__Written instruction__.
Show each line from the entries below that contains the word "leaf", copying every such line in full.

[Records from a collection]
..............................

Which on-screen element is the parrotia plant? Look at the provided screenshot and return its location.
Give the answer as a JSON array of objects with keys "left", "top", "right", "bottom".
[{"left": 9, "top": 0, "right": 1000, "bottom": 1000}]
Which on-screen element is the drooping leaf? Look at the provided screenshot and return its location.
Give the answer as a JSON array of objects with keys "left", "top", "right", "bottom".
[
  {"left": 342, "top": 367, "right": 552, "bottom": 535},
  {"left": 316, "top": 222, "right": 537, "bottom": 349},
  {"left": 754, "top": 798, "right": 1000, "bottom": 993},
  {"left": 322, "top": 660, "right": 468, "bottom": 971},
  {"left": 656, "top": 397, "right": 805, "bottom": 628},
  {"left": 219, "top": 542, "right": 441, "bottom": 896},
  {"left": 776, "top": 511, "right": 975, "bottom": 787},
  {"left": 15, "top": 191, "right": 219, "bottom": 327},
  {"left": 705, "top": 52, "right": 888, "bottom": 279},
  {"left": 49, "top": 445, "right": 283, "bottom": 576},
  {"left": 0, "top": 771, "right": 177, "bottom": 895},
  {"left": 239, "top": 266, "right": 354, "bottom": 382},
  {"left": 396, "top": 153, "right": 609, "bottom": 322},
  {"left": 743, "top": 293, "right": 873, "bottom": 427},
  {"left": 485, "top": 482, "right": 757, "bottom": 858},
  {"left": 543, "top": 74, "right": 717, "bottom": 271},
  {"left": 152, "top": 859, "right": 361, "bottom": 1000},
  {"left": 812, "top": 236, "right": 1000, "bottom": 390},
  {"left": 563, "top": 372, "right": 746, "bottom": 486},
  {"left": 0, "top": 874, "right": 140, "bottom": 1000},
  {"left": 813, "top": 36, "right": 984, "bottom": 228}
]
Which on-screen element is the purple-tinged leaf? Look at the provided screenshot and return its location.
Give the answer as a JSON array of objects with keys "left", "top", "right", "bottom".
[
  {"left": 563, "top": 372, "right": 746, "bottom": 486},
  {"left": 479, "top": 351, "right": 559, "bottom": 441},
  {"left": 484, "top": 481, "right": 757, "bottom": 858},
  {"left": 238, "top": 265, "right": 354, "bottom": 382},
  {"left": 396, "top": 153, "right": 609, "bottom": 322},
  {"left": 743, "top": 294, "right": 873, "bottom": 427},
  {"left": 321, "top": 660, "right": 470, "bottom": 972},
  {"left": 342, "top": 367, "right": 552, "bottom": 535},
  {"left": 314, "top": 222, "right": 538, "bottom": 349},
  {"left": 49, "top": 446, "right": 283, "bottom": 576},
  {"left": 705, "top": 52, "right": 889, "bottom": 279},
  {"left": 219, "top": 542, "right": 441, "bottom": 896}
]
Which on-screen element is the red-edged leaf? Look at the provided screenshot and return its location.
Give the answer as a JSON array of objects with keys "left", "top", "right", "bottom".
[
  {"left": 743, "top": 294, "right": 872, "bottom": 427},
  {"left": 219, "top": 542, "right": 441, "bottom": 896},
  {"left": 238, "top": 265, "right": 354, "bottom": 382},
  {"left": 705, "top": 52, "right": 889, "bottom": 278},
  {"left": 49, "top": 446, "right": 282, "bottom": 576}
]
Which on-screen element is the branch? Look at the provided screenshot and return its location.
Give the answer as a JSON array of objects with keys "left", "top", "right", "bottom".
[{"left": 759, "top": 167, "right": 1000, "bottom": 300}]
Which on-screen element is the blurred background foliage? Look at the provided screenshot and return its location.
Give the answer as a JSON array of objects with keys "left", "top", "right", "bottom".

..............................

__Response to this task__.
Which on-screen element is the drooping leaf? Look at the provided screenshot and return its location.
Which on-screen element is the purple-tinged leaf? Look at the provided screenshot and return its location.
Which on-screen element is the red-edged leaf? Look at the provided screenshot and return its location.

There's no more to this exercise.